→ **Passage provided**
-*-

Following a six-month trial expansion, seen as crunch-time for
the vaccine, the company will increase its annual output from 8
million doses to 20 million.
If two further rounds of clinical trials prove successful,
production of a human bird flu vaccine will be greatly accelerated,
Beijing Sinovac Biotech Co announced on Tuesday
Following a six-month trial expansion, seen as crunch-time for
the vaccine, the company will increase its annual output from 8
million doses to 20 million. The human bird flu vaccine was
developed jointly with China's Ministry of Science and Technology,
and China Disease Control and Prevention Center.
Preliminary clinical tests have shown that the vaccine is safe
and effective for human use, researchers said.
"These results indicate that we should expand our production
capabilities to prepare for mass vaccine production against a
possible bird flu pandemic," the company's spokesman said.
Results from the first round of trials, which ended in June,
showed no adverse effects in the 120 test subjects.
In China, a vaccine is allowed to enter the market after
completing three phases of clinical trials.
Bird flu remains essentially an animal disease, but experts fear
the H5N1 virus could mutate into a form that could be contracted
from person to person.
Worldwide, about a dozen companies are conducting clinical
trials on bird flu vaccines.
According to the World Health Organization, the H5N1 virus has
proven difficult to predict, and as drug companies move forward
with their pandemic vaccine development, they may be gambling on
which strain is most likely to mutate into the virus' dreaded
form.
The virus has killed 14 people in China since 2003 among 21
sufferers. The latest case involved a 62-year-old man in Xinjiang
Uygur Autonomous Region, who died on July 12.

-*-

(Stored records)

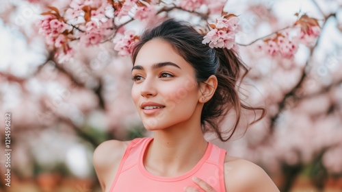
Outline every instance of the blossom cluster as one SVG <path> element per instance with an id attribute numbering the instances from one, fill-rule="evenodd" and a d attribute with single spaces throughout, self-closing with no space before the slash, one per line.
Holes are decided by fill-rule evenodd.
<path id="1" fill-rule="evenodd" d="M 232 49 L 235 44 L 235 35 L 240 31 L 239 19 L 235 14 L 226 14 L 216 19 L 215 24 L 211 24 L 212 28 L 205 36 L 202 43 L 209 43 L 211 48 Z"/>
<path id="2" fill-rule="evenodd" d="M 211 29 L 205 36 L 202 43 L 209 44 L 211 48 L 235 49 L 235 36 L 241 27 L 236 15 L 223 11 L 225 2 L 178 0 L 172 5 L 177 10 L 202 14 L 205 6 L 208 16 L 221 14 L 214 24 L 209 25 Z M 60 59 L 67 60 L 73 56 L 74 51 L 70 43 L 73 41 L 89 47 L 111 38 L 118 54 L 127 56 L 131 54 L 133 45 L 139 37 L 133 31 L 125 32 L 124 25 L 133 20 L 148 23 L 159 12 L 172 10 L 168 7 L 170 5 L 163 3 L 160 0 L 71 0 L 63 14 L 57 8 L 48 7 L 49 10 L 42 14 L 44 19 L 38 23 L 40 33 L 45 36 L 47 44 L 55 49 Z M 296 15 L 299 16 L 299 14 Z M 131 21 L 121 23 L 123 17 L 130 18 Z M 320 32 L 317 20 L 306 14 L 299 17 L 293 27 L 299 29 L 297 36 L 291 37 L 286 32 L 276 32 L 264 39 L 259 49 L 272 56 L 291 58 L 300 43 L 311 45 Z"/>
<path id="3" fill-rule="evenodd" d="M 138 42 L 139 36 L 133 30 L 124 32 L 123 37 L 116 38 L 114 50 L 118 51 L 119 56 L 125 56 L 132 53 L 134 45 Z"/>
<path id="4" fill-rule="evenodd" d="M 196 11 L 202 5 L 207 6 L 210 14 L 220 14 L 226 0 L 180 0 L 179 5 L 185 10 Z"/>

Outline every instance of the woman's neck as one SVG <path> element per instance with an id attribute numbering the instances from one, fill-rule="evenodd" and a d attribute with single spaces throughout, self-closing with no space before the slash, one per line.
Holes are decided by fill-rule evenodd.
<path id="1" fill-rule="evenodd" d="M 191 170 L 205 153 L 207 142 L 200 128 L 155 131 L 144 163 L 151 173 L 176 176 Z"/>

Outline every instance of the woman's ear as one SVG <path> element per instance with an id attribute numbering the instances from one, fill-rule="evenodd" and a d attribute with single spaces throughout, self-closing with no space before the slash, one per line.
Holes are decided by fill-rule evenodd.
<path id="1" fill-rule="evenodd" d="M 218 88 L 218 78 L 214 75 L 211 75 L 205 82 L 200 83 L 201 95 L 200 95 L 198 101 L 200 103 L 205 103 L 210 100 L 214 95 L 216 88 Z"/>

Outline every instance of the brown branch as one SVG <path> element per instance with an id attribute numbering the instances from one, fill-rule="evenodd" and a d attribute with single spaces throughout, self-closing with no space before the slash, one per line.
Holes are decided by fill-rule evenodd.
<path id="1" fill-rule="evenodd" d="M 322 29 L 324 28 L 324 27 L 326 26 L 328 19 L 332 16 L 336 17 L 336 14 L 335 13 L 330 14 L 330 15 L 327 16 L 325 18 L 324 23 L 323 23 L 323 25 L 322 25 Z M 297 101 L 298 99 L 298 97 L 295 95 L 295 93 L 298 88 L 302 87 L 302 83 L 303 83 L 304 80 L 305 80 L 305 77 L 307 75 L 307 73 L 308 73 L 307 71 L 310 71 L 308 67 L 310 67 L 311 59 L 313 56 L 313 52 L 315 51 L 315 49 L 317 48 L 318 43 L 319 42 L 319 40 L 321 39 L 321 35 L 319 34 L 319 36 L 318 36 L 318 38 L 316 40 L 316 43 L 315 43 L 315 45 L 313 45 L 313 47 L 311 49 L 310 49 L 310 56 L 308 56 L 308 58 L 306 60 L 306 63 L 305 64 L 305 66 L 303 68 L 303 72 L 302 73 L 302 76 L 300 77 L 298 82 L 289 92 L 288 92 L 287 94 L 285 94 L 282 100 L 278 104 L 279 108 L 278 108 L 278 112 L 271 118 L 271 131 L 274 129 L 276 122 L 277 119 L 279 118 L 280 113 L 285 109 L 285 108 L 286 106 L 286 104 L 287 102 L 287 99 L 289 97 L 293 98 L 295 99 L 295 101 Z"/>
<path id="2" fill-rule="evenodd" d="M 324 12 L 323 12 L 323 10 L 321 9 L 321 8 L 319 7 L 319 5 L 318 5 L 318 3 L 316 1 L 316 0 L 312 0 L 311 1 L 313 3 L 313 4 L 315 5 L 315 6 L 316 6 L 316 8 L 317 8 L 317 10 L 321 13 L 321 14 L 323 15 L 323 16 L 326 17 L 326 14 L 324 14 Z"/>
<path id="3" fill-rule="evenodd" d="M 192 13 L 192 14 L 197 14 L 198 16 L 200 16 L 202 19 L 204 19 L 204 20 L 207 20 L 208 19 L 208 15 L 207 14 L 201 14 L 201 13 L 199 13 L 199 12 L 194 12 L 194 11 L 188 11 L 188 10 L 185 10 L 180 7 L 177 7 L 175 4 L 173 4 L 174 6 L 173 7 L 171 7 L 171 8 L 166 8 L 166 7 L 163 7 L 160 10 L 159 10 L 158 12 L 157 12 L 156 14 L 155 15 L 158 15 L 162 12 L 169 12 L 173 10 L 183 10 L 183 11 L 185 11 L 185 12 L 189 12 L 189 13 Z M 113 39 L 116 36 L 116 34 L 118 33 L 118 30 L 122 27 L 123 26 L 127 25 L 128 23 L 135 21 L 135 19 L 134 18 L 131 18 L 131 19 L 129 19 L 129 21 L 118 25 L 118 26 L 116 26 L 114 28 L 111 28 L 111 29 L 114 29 L 115 30 L 114 32 L 113 33 L 113 34 L 110 35 L 108 38 L 108 39 L 105 40 L 105 41 L 103 41 L 101 42 L 101 43 L 106 43 L 109 40 L 111 40 L 111 39 Z"/>
<path id="4" fill-rule="evenodd" d="M 278 33 L 278 32 L 281 32 L 281 31 L 283 31 L 283 30 L 291 28 L 291 27 L 293 27 L 293 25 L 291 25 L 291 26 L 287 26 L 287 27 L 284 27 L 284 28 L 282 28 L 282 29 L 278 29 L 278 30 L 277 30 L 277 31 L 276 31 L 276 32 L 272 32 L 272 33 L 271 33 L 271 34 L 268 34 L 268 35 L 264 36 L 261 37 L 261 38 L 256 38 L 256 40 L 253 40 L 253 41 L 252 41 L 251 43 L 248 43 L 248 44 L 240 44 L 240 43 L 237 43 L 237 45 L 240 45 L 240 46 L 248 46 L 248 45 L 252 45 L 252 44 L 253 44 L 253 43 L 256 43 L 256 41 L 258 41 L 258 40 L 262 40 L 262 39 L 266 38 L 267 38 L 267 37 L 269 37 L 269 36 L 272 36 L 272 35 L 273 35 L 273 34 L 274 34 Z"/>

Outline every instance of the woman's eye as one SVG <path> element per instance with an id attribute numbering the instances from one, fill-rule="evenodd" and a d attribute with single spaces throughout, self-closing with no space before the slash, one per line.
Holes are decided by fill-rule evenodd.
<path id="1" fill-rule="evenodd" d="M 134 82 L 140 81 L 140 80 L 142 80 L 142 79 L 144 79 L 144 78 L 140 75 L 133 75 L 132 77 L 132 80 L 133 80 Z"/>
<path id="2" fill-rule="evenodd" d="M 173 77 L 173 75 L 170 74 L 170 73 L 161 73 L 160 74 L 160 77 Z"/>

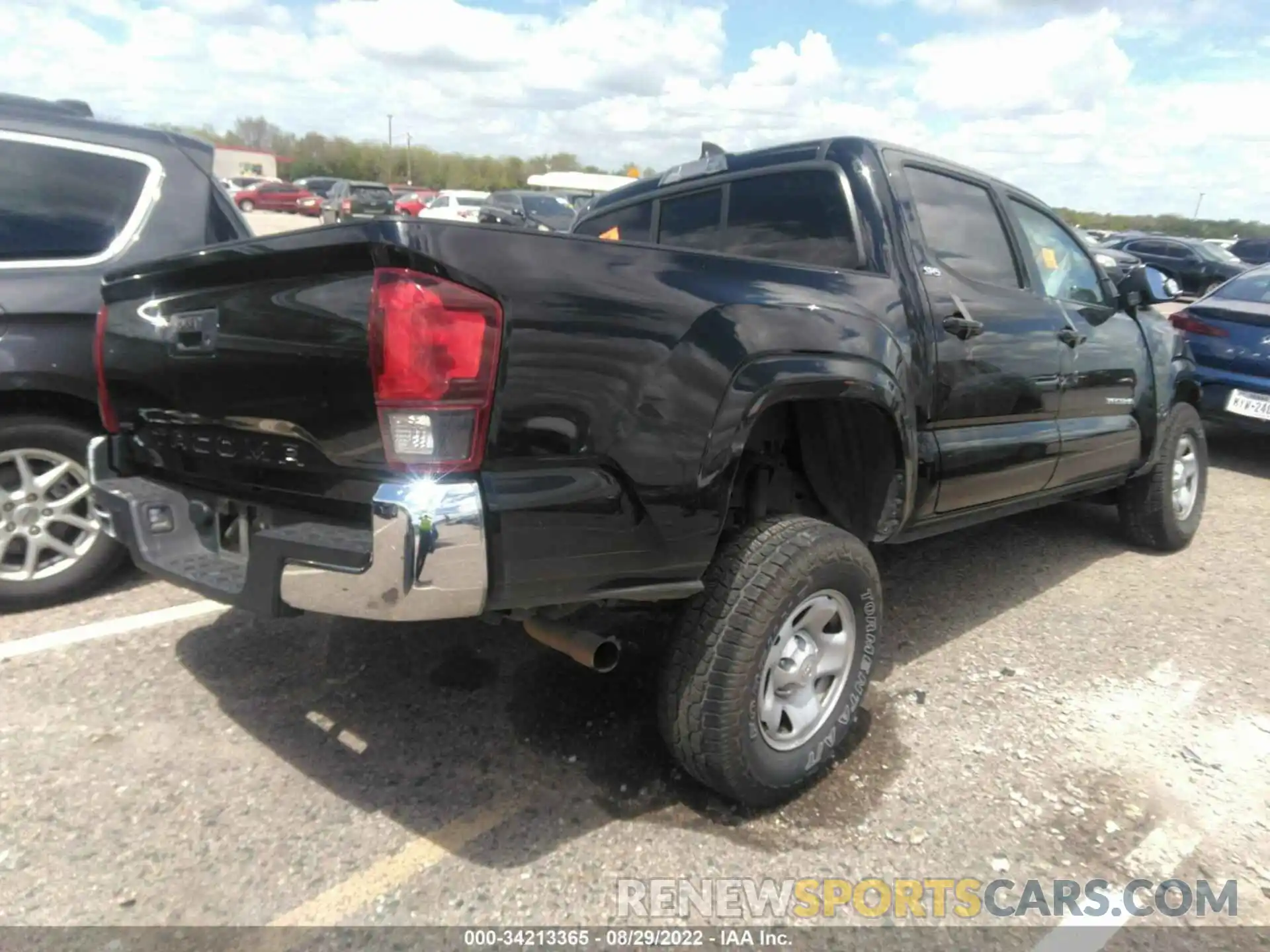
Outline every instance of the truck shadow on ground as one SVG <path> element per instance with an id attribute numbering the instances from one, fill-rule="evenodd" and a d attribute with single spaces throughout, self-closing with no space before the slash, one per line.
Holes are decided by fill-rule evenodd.
<path id="1" fill-rule="evenodd" d="M 178 644 L 185 668 L 272 753 L 356 807 L 427 835 L 486 801 L 526 805 L 514 831 L 460 848 L 512 867 L 613 820 L 696 829 L 782 852 L 841 838 L 904 769 L 885 674 L 1105 556 L 1114 510 L 1041 510 L 884 548 L 881 670 L 845 763 L 792 803 L 738 810 L 683 777 L 655 722 L 655 664 L 631 651 L 594 674 L 518 626 L 391 626 L 239 612 Z M 629 619 L 664 633 L 664 613 Z"/>
<path id="2" fill-rule="evenodd" d="M 1212 466 L 1270 480 L 1270 434 L 1212 423 L 1205 429 Z"/>

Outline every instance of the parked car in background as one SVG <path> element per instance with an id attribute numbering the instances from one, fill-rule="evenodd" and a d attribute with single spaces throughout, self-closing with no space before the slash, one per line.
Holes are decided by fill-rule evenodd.
<path id="1" fill-rule="evenodd" d="M 1199 239 L 1142 235 L 1109 241 L 1107 248 L 1129 251 L 1152 268 L 1177 281 L 1190 294 L 1206 294 L 1218 284 L 1248 269 L 1224 248 Z"/>
<path id="2" fill-rule="evenodd" d="M 392 208 L 398 215 L 409 215 L 415 217 L 427 207 L 428 202 L 436 197 L 437 193 L 431 188 L 403 192 L 395 195 Z"/>
<path id="3" fill-rule="evenodd" d="M 1270 264 L 1247 270 L 1168 319 L 1186 335 L 1209 419 L 1270 433 Z"/>
<path id="4" fill-rule="evenodd" d="M 1229 251 L 1245 264 L 1266 264 L 1270 261 L 1270 239 L 1240 239 Z"/>
<path id="5" fill-rule="evenodd" d="M 260 183 L 272 182 L 272 179 L 267 179 L 263 175 L 234 175 L 232 178 L 221 180 L 227 183 L 231 195 L 236 195 L 243 189 L 255 188 Z"/>
<path id="6" fill-rule="evenodd" d="M 325 175 L 309 175 L 302 179 L 296 179 L 295 184 L 306 192 L 312 192 L 318 198 L 325 198 L 330 194 L 331 188 L 339 179 L 325 176 Z"/>
<path id="7" fill-rule="evenodd" d="M 335 225 L 351 218 L 375 218 L 392 215 L 392 193 L 382 182 L 339 179 L 326 193 L 321 206 L 323 225 Z"/>
<path id="8" fill-rule="evenodd" d="M 307 211 L 300 204 L 306 198 L 316 202 L 312 192 L 292 182 L 262 182 L 237 192 L 234 203 L 244 212 L 254 212 L 257 208 L 263 212 L 298 212 Z"/>
<path id="9" fill-rule="evenodd" d="M 1093 255 L 1093 260 L 1116 284 L 1124 279 L 1130 268 L 1142 264 L 1142 259 L 1137 255 L 1120 251 L 1115 248 L 1104 248 L 1099 244 L 1092 231 L 1086 231 L 1085 228 L 1074 228 L 1074 231 L 1081 236 L 1081 241 L 1090 246 L 1090 254 Z M 1176 293 L 1176 288 L 1173 293 Z"/>
<path id="10" fill-rule="evenodd" d="M 0 96 L 0 612 L 86 595 L 124 552 L 89 505 L 102 275 L 249 237 L 212 146 Z M 161 187 L 160 187 L 161 184 Z M 152 330 L 182 352 L 180 325 Z M 135 386 L 149 368 L 135 367 Z M 107 420 L 109 424 L 109 420 Z"/>
<path id="11" fill-rule="evenodd" d="M 486 198 L 476 215 L 476 221 L 513 228 L 568 231 L 575 215 L 573 206 L 559 195 L 508 189 L 494 192 Z"/>
<path id="12" fill-rule="evenodd" d="M 471 192 L 461 188 L 444 188 L 419 212 L 420 218 L 448 218 L 450 221 L 476 221 L 480 207 L 489 198 L 489 192 Z"/>

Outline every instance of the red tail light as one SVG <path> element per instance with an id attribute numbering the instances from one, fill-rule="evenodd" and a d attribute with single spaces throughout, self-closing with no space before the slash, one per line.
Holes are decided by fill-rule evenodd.
<path id="1" fill-rule="evenodd" d="M 107 307 L 97 312 L 97 330 L 93 334 L 93 367 L 97 369 L 97 409 L 107 433 L 119 432 L 119 419 L 110 406 L 110 391 L 105 387 L 105 321 Z"/>
<path id="2" fill-rule="evenodd" d="M 502 331 L 494 298 L 431 274 L 376 268 L 367 335 L 391 463 L 480 467 Z"/>
<path id="3" fill-rule="evenodd" d="M 1231 333 L 1218 327 L 1208 321 L 1201 321 L 1199 317 L 1193 315 L 1190 311 L 1182 308 L 1176 314 L 1168 316 L 1168 322 L 1172 324 L 1177 330 L 1186 331 L 1187 334 L 1195 334 L 1200 338 L 1228 338 Z"/>

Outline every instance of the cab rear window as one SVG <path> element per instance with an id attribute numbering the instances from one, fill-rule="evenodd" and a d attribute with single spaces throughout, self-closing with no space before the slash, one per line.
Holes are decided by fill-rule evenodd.
<path id="1" fill-rule="evenodd" d="M 580 222 L 574 228 L 575 235 L 606 239 L 608 241 L 650 241 L 653 231 L 653 203 L 640 202 L 597 215 Z"/>

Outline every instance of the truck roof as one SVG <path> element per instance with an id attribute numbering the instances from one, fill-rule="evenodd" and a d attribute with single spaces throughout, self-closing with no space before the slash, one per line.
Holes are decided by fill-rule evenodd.
<path id="1" fill-rule="evenodd" d="M 718 155 L 721 155 L 723 160 L 725 160 L 726 170 L 729 173 L 745 171 L 751 169 L 762 169 L 768 165 L 782 165 L 785 162 L 806 161 L 809 159 L 823 157 L 836 143 L 839 142 L 865 145 L 879 152 L 884 150 L 894 150 L 898 152 L 903 152 L 904 155 L 908 155 L 913 159 L 930 161 L 931 164 L 939 165 L 951 171 L 961 171 L 966 175 L 978 179 L 987 179 L 988 182 L 993 182 L 997 185 L 1010 188 L 1013 192 L 1027 195 L 1029 198 L 1033 198 L 1034 201 L 1044 204 L 1041 199 L 1036 198 L 1035 195 L 1031 195 L 1029 192 L 1019 188 L 1017 185 L 1002 182 L 994 175 L 989 175 L 978 169 L 972 169 L 966 165 L 960 165 L 947 159 L 942 159 L 937 155 L 931 155 L 930 152 L 923 152 L 917 149 L 911 149 L 909 146 L 898 145 L 895 142 L 888 142 L 880 138 L 867 138 L 865 136 L 832 136 L 828 138 L 801 140 L 798 142 L 787 142 L 779 146 L 763 146 L 762 149 L 751 149 L 744 152 L 720 152 Z M 589 217 L 602 208 L 607 208 L 610 206 L 618 203 L 626 203 L 634 198 L 652 194 L 654 192 L 660 190 L 662 188 L 665 188 L 667 185 L 674 184 L 665 180 L 671 173 L 702 160 L 704 157 L 701 160 L 693 160 L 692 162 L 682 162 L 679 165 L 671 166 L 671 169 L 667 169 L 660 175 L 650 176 L 646 179 L 638 179 L 635 182 L 631 182 L 629 185 L 622 185 L 621 188 L 616 188 L 612 192 L 597 195 L 594 201 L 592 201 L 592 203 L 587 206 L 585 215 Z M 723 169 L 720 169 L 720 171 L 723 171 Z M 700 174 L 700 178 L 709 179 L 711 174 L 714 173 L 702 173 Z M 678 180 L 691 182 L 692 178 L 696 176 L 683 178 Z"/>
<path id="2" fill-rule="evenodd" d="M 85 141 L 112 137 L 128 138 L 133 142 L 178 146 L 180 149 L 206 152 L 211 157 L 213 146 L 201 138 L 180 132 L 152 129 L 145 126 L 128 126 L 121 122 L 107 122 L 93 116 L 88 103 L 72 99 L 37 99 L 0 94 L 0 122 L 20 119 L 24 123 L 47 124 L 50 135 L 70 133 L 74 138 Z"/>

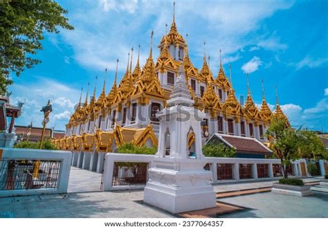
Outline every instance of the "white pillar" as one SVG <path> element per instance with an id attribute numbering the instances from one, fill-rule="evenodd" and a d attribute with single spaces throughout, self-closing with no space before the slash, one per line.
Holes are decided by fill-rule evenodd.
<path id="1" fill-rule="evenodd" d="M 102 174 L 102 170 L 104 169 L 104 155 L 106 153 L 98 153 L 98 158 L 97 160 L 97 169 L 95 172 Z"/>
<path id="2" fill-rule="evenodd" d="M 239 163 L 235 163 L 233 165 L 233 178 L 235 181 L 239 181 Z"/>
<path id="3" fill-rule="evenodd" d="M 273 178 L 275 177 L 273 174 L 273 166 L 272 165 L 272 163 L 268 164 L 268 176 L 271 178 Z"/>

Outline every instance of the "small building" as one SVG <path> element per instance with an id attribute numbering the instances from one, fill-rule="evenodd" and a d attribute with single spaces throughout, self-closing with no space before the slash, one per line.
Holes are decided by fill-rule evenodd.
<path id="1" fill-rule="evenodd" d="M 265 158 L 273 154 L 270 149 L 254 138 L 214 134 L 205 144 L 209 143 L 224 143 L 229 147 L 236 149 L 237 158 Z"/>
<path id="2" fill-rule="evenodd" d="M 15 119 L 21 116 L 23 103 L 17 106 L 10 103 L 8 97 L 0 95 L 0 147 L 11 147 L 16 140 Z M 8 125 L 9 124 L 9 125 Z"/>

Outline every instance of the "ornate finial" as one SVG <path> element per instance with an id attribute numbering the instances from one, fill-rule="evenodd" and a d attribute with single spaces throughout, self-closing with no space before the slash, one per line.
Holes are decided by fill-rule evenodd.
<path id="1" fill-rule="evenodd" d="M 246 82 L 247 82 L 247 93 L 250 94 L 248 73 L 246 73 Z"/>
<path id="2" fill-rule="evenodd" d="M 89 94 L 89 86 L 90 86 L 90 82 L 88 82 L 88 89 L 86 89 L 86 94 L 85 95 L 84 106 L 86 106 L 86 104 L 88 104 L 88 94 Z"/>
<path id="3" fill-rule="evenodd" d="M 116 70 L 115 71 L 115 78 L 113 84 L 116 86 L 116 80 L 118 78 L 118 59 L 116 59 Z"/>
<path id="4" fill-rule="evenodd" d="M 277 104 L 279 104 L 278 93 L 277 92 L 277 85 L 275 86 L 275 102 L 277 102 Z"/>
<path id="5" fill-rule="evenodd" d="M 204 42 L 204 58 L 206 59 L 206 42 Z"/>
<path id="6" fill-rule="evenodd" d="M 131 48 L 130 73 L 132 74 L 132 57 L 134 55 L 134 46 Z"/>
<path id="7" fill-rule="evenodd" d="M 230 77 L 230 83 L 231 84 L 231 88 L 233 87 L 233 78 L 231 77 L 231 65 L 229 64 L 229 77 Z"/>
<path id="8" fill-rule="evenodd" d="M 107 68 L 104 69 L 104 83 L 102 84 L 102 93 L 105 93 L 105 87 L 106 87 L 106 77 L 107 77 Z"/>
<path id="9" fill-rule="evenodd" d="M 265 100 L 264 82 L 263 81 L 263 78 L 261 79 L 261 84 L 262 84 L 262 96 L 263 96 L 263 99 Z"/>
<path id="10" fill-rule="evenodd" d="M 154 31 L 152 30 L 152 33 L 150 35 L 150 51 L 149 51 L 149 58 L 152 59 L 153 57 L 153 36 L 154 36 Z"/>
<path id="11" fill-rule="evenodd" d="M 130 60 L 130 53 L 127 53 L 127 73 L 129 73 L 129 62 Z"/>
<path id="12" fill-rule="evenodd" d="M 221 59 L 221 48 L 220 48 L 220 67 L 222 67 L 222 60 Z"/>
<path id="13" fill-rule="evenodd" d="M 173 21 L 172 24 L 175 24 L 175 1 L 173 2 Z"/>
<path id="14" fill-rule="evenodd" d="M 95 98 L 95 88 L 97 87 L 97 80 L 98 79 L 98 75 L 95 75 L 95 89 L 93 89 L 93 99 Z"/>

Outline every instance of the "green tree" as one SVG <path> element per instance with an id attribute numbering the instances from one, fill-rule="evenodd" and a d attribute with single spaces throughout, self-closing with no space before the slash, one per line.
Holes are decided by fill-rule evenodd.
<path id="1" fill-rule="evenodd" d="M 229 147 L 224 143 L 209 143 L 203 146 L 203 154 L 210 157 L 233 158 L 236 156 L 236 149 Z"/>
<path id="2" fill-rule="evenodd" d="M 302 131 L 302 142 L 300 150 L 303 157 L 310 159 L 327 159 L 327 149 L 316 132 L 307 129 Z"/>
<path id="3" fill-rule="evenodd" d="M 40 142 L 30 142 L 27 140 L 24 140 L 22 142 L 19 142 L 15 145 L 14 145 L 14 148 L 23 148 L 23 149 L 38 149 L 40 145 Z M 42 149 L 58 149 L 56 145 L 51 142 L 51 140 L 47 139 L 42 144 Z"/>
<path id="4" fill-rule="evenodd" d="M 64 16 L 67 13 L 50 0 L 0 2 L 0 94 L 8 94 L 10 72 L 19 76 L 25 68 L 40 62 L 33 55 L 42 49 L 44 32 L 58 33 L 58 27 L 73 29 Z"/>
<path id="5" fill-rule="evenodd" d="M 147 147 L 145 145 L 138 147 L 132 143 L 122 144 L 118 147 L 118 152 L 121 154 L 151 154 L 154 155 L 157 151 L 156 147 Z"/>
<path id="6" fill-rule="evenodd" d="M 285 119 L 273 117 L 266 131 L 271 149 L 280 159 L 285 178 L 288 178 L 286 169 L 291 165 L 293 160 L 301 157 L 300 148 L 302 147 L 302 131 L 292 128 Z"/>

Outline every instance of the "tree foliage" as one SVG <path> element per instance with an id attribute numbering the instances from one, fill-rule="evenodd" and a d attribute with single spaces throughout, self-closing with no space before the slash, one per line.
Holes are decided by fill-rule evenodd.
<path id="1" fill-rule="evenodd" d="M 22 142 L 19 142 L 15 145 L 14 145 L 14 148 L 23 148 L 23 149 L 39 149 L 40 145 L 40 142 L 30 142 L 27 140 L 24 140 Z M 56 145 L 53 143 L 50 140 L 46 140 L 42 143 L 42 149 L 59 149 Z"/>
<path id="2" fill-rule="evenodd" d="M 209 143 L 203 146 L 203 154 L 209 157 L 233 158 L 236 156 L 236 149 L 224 143 Z"/>
<path id="3" fill-rule="evenodd" d="M 271 149 L 280 159 L 285 178 L 288 177 L 286 167 L 293 160 L 301 157 L 312 158 L 320 152 L 325 154 L 322 142 L 315 134 L 306 129 L 292 128 L 284 119 L 273 117 L 266 135 L 270 140 Z"/>
<path id="4" fill-rule="evenodd" d="M 122 154 L 154 155 L 156 151 L 156 147 L 147 147 L 146 146 L 138 147 L 134 145 L 132 143 L 125 143 L 118 147 L 118 152 Z"/>
<path id="5" fill-rule="evenodd" d="M 0 3 L 0 94 L 8 94 L 10 72 L 17 76 L 40 60 L 33 57 L 42 49 L 44 32 L 73 29 L 64 16 L 68 11 L 50 1 L 3 1 Z"/>

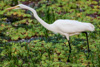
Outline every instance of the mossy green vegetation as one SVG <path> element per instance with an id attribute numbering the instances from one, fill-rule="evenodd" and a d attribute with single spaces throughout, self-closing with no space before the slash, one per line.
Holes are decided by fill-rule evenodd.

-*-

→ **Study questions**
[a] Rewrite the paragraph of the bird flu vaccine article that begins "The virus has killed 14 people in China" as a short bulleted list, keeping its main facts.
[b] According to the bird flu vaccine article, how many test subjects took part in the first round of trials?

→ **Responses for each task**
[a]
- 14 deaths in China since 2003, out of 21 people infected
- Most recent case: a 62-year-old man in Xinjiang Uygur Autonomous Region who died on July 12

[b] 120 test subjects, none of whom showed adverse effects.